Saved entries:
Content starts
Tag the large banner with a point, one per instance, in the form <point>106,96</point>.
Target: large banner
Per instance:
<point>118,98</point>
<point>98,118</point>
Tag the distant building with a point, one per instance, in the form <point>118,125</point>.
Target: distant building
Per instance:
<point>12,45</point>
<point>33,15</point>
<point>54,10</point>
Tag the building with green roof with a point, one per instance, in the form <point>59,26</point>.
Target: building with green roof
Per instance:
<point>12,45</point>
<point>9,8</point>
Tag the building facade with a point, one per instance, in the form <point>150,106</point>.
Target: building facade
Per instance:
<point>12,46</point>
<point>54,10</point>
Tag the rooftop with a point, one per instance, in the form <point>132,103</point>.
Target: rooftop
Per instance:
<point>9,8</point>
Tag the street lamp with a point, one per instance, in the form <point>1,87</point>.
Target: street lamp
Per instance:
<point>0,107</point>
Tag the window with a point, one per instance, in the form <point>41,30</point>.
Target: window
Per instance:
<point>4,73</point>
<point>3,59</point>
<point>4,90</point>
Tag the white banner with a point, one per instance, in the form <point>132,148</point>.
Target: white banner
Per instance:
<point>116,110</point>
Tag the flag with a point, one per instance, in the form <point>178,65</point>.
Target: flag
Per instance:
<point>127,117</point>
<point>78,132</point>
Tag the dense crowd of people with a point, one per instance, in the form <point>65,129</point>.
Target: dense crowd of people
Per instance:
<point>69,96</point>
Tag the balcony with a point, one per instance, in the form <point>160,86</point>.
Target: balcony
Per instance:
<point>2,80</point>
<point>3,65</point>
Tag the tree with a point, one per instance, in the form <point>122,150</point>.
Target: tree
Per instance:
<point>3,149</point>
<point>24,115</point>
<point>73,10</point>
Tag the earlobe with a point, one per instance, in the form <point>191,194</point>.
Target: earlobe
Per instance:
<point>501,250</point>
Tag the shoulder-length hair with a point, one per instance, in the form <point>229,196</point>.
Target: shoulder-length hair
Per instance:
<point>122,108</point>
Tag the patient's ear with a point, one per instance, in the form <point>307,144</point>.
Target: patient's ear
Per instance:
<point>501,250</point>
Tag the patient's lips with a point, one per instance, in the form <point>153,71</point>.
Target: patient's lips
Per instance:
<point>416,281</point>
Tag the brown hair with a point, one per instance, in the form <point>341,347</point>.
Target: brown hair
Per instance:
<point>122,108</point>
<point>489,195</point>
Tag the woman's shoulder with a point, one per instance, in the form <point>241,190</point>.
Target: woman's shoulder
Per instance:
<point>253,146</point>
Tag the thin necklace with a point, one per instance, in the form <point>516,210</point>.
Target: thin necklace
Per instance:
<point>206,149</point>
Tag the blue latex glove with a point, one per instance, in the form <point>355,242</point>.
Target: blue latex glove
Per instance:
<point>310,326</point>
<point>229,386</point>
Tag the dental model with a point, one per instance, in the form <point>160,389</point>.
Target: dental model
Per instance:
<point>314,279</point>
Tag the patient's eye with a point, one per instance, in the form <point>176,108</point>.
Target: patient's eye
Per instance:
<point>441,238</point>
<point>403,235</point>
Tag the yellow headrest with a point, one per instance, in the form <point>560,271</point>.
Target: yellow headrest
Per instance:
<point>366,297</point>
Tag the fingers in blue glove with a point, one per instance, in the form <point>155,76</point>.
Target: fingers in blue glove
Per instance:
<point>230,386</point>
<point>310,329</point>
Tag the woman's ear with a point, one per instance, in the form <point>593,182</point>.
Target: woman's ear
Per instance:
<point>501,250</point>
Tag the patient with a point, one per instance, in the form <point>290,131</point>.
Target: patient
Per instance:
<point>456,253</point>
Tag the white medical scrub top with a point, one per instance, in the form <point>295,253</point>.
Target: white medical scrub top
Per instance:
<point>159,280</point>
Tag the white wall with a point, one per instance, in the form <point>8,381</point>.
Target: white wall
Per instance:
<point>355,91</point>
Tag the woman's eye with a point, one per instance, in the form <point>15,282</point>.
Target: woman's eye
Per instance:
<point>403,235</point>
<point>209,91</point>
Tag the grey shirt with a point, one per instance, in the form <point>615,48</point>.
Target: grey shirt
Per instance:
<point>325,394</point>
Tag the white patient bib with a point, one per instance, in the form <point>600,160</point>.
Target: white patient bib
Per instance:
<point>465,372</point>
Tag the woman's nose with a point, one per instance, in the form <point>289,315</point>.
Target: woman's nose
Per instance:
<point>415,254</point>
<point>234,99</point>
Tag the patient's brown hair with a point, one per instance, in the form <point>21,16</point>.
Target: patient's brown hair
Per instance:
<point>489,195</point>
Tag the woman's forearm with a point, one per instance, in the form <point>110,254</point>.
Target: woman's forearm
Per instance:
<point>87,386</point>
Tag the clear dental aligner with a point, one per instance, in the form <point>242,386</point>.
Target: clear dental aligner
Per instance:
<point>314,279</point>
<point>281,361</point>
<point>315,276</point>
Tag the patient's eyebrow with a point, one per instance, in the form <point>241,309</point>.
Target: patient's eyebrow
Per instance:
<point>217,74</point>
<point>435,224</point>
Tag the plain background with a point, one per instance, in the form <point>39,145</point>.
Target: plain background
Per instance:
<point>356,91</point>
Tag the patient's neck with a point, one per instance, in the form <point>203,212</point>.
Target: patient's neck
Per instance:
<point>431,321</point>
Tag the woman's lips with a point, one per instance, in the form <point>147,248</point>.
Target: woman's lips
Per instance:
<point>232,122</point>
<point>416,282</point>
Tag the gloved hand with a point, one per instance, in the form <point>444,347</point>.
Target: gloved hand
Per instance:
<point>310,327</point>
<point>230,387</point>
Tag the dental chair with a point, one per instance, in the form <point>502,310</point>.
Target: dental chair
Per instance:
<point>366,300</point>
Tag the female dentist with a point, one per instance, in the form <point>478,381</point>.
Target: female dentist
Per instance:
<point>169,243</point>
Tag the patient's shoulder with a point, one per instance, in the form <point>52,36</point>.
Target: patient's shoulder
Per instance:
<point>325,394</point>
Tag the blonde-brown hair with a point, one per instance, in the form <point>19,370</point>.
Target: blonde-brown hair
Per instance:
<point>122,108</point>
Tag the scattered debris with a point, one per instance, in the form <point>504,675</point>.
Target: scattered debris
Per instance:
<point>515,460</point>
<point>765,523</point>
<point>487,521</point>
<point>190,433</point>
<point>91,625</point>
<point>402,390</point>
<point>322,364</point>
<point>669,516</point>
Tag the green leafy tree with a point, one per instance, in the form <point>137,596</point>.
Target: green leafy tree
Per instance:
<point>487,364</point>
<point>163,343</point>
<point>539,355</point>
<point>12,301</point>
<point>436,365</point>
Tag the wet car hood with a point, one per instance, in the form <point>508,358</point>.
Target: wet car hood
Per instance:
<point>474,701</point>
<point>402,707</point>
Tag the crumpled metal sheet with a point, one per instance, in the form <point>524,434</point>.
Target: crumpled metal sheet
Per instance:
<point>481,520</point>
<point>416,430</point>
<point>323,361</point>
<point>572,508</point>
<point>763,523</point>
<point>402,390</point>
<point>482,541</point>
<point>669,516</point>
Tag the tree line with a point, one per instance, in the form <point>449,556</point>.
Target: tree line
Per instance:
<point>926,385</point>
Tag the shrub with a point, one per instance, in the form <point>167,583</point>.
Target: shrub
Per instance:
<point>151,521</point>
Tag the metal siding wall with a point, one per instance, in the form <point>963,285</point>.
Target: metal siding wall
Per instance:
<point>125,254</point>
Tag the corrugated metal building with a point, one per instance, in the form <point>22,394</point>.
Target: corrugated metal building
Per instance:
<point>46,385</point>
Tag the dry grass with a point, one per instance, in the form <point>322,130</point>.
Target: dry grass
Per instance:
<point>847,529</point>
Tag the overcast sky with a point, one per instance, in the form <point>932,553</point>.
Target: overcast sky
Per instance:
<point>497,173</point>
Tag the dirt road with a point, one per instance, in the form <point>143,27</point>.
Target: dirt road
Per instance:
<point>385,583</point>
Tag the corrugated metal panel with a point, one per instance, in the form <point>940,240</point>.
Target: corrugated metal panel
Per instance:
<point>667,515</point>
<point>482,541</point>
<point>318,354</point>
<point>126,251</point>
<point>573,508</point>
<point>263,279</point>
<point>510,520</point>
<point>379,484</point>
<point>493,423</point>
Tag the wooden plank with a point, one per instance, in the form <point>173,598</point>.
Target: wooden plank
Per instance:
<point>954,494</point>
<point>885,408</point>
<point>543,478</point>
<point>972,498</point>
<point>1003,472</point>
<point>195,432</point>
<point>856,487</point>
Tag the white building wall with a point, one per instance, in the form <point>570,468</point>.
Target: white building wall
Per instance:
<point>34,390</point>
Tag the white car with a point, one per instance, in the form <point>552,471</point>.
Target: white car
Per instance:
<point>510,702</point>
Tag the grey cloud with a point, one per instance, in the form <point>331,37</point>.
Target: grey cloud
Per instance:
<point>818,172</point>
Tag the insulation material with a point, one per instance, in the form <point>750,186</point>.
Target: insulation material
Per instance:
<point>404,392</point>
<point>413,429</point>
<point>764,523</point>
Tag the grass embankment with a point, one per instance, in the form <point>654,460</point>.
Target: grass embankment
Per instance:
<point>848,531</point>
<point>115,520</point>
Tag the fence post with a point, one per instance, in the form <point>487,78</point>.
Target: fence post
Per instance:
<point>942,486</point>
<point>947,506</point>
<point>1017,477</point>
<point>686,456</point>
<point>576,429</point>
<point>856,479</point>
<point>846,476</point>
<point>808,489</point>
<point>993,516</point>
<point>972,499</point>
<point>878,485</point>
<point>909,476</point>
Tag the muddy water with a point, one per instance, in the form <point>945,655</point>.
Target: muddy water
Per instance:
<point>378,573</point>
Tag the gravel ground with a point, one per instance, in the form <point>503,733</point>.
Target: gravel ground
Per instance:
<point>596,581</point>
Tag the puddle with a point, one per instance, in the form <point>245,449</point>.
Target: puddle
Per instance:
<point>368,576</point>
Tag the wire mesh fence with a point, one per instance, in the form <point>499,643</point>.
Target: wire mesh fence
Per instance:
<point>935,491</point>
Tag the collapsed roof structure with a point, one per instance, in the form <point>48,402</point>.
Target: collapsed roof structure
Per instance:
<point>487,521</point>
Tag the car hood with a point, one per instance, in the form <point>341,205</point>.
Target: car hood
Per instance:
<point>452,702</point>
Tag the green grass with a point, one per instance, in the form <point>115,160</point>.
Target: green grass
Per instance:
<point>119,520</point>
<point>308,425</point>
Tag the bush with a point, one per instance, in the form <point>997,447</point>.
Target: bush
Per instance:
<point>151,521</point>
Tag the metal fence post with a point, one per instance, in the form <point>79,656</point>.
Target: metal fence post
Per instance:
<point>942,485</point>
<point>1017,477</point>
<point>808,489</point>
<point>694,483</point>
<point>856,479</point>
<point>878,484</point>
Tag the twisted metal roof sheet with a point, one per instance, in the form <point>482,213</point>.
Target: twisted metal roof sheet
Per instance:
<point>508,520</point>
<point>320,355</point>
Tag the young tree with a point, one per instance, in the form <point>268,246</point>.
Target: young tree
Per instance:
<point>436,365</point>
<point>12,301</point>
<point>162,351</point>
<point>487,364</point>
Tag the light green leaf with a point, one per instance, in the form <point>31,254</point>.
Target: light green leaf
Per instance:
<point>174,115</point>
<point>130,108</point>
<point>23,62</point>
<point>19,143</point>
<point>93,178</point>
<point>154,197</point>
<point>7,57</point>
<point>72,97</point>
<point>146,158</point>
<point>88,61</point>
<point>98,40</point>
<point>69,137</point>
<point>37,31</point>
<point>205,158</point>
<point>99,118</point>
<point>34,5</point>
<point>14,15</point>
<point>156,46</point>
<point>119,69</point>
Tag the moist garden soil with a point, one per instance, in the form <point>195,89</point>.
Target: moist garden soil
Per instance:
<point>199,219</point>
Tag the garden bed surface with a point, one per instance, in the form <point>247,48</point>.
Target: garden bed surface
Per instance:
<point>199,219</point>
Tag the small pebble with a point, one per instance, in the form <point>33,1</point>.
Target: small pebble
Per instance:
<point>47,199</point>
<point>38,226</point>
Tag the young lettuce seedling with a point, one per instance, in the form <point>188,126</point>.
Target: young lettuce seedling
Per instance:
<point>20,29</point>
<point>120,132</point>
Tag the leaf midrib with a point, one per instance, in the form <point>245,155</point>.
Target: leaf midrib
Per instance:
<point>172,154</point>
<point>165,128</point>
Content ends
Working from the data above, extract solely the lines from the one containing "Tag the crumpled" through the one containing "Target: shrub", exactly as they appear, both included.

◆ **TASK RESPONSE**:
Tag the crumpled metal sheet with a point, one per instance, in the form <point>524,434</point>.
Target: crumpled metal sheet
Per instance:
<point>481,520</point>
<point>416,430</point>
<point>323,361</point>
<point>572,508</point>
<point>763,523</point>
<point>402,390</point>
<point>482,541</point>
<point>669,516</point>
Tag the tree line with a point, one per instance, in the form <point>449,556</point>.
Target: tree line
Per instance:
<point>926,385</point>
Tag the shrub with a point, one per instance, in the form <point>167,583</point>.
Target: shrub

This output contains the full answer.